Exercise requirements:
Set down the full listing exactly, character for character.

(Excerpts of pointing data)
———
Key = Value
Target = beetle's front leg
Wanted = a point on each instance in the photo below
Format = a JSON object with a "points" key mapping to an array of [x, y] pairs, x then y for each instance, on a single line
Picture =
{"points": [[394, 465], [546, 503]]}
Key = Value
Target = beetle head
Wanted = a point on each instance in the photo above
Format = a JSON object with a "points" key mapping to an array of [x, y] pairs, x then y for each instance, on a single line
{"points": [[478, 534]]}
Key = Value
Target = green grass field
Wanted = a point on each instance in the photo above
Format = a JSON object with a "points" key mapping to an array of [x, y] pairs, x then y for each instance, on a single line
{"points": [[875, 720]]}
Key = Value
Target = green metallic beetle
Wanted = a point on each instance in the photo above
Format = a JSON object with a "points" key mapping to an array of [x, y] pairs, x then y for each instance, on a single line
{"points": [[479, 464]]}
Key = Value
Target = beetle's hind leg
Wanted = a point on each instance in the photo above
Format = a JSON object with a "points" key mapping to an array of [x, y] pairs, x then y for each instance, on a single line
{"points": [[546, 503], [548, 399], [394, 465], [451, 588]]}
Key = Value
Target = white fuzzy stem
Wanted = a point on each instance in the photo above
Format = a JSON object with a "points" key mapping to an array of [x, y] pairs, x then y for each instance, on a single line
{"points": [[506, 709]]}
———
Solution to this problem:
Key = Value
Target = beetle's front leg
Wanted = a point on each instance in the photo below
Format = a JSON object with a "points" key mapping to an array of [x, y] pairs, x then y for each instance, on a single line
Picture =
{"points": [[394, 465], [546, 503]]}
Key = Value
Target = beetle head
Wanted = a point on each instance in the photo above
Format = a JSON object with a "points" key mapping to an array of [x, y] pairs, x then y for each instance, on a single line
{"points": [[478, 534]]}
Key = Value
Target = green grass field
Wanted = a point on each instance in the photo above
Format = a JSON object with a "points" key mapping to an array of [x, y] pairs, x then y for each instance, on a single line
{"points": [[875, 720]]}
Key = Value
Target = green metallic beetle
Wanted = a point on each instance in the photo above
Format = a JSON object with a "points" key mapping to an array of [x, y] pairs, x then y for each instance, on a single line
{"points": [[479, 464]]}
Key = Value
Target = beetle's hind leg
Wanted = a point on each instance in the photo above
Format = a JSON object with a "points" key mapping to an array of [x, y] pairs, x then y for each instance, on a single line
{"points": [[546, 503], [548, 399], [394, 465], [451, 588]]}
Key = Value
Target = white fuzzy stem
Wanted = a point on each instance in the photo above
Format = a JSON object with a "points" key mapping to an array of [x, y] pairs, x then y for each instance, on a single line
{"points": [[506, 709]]}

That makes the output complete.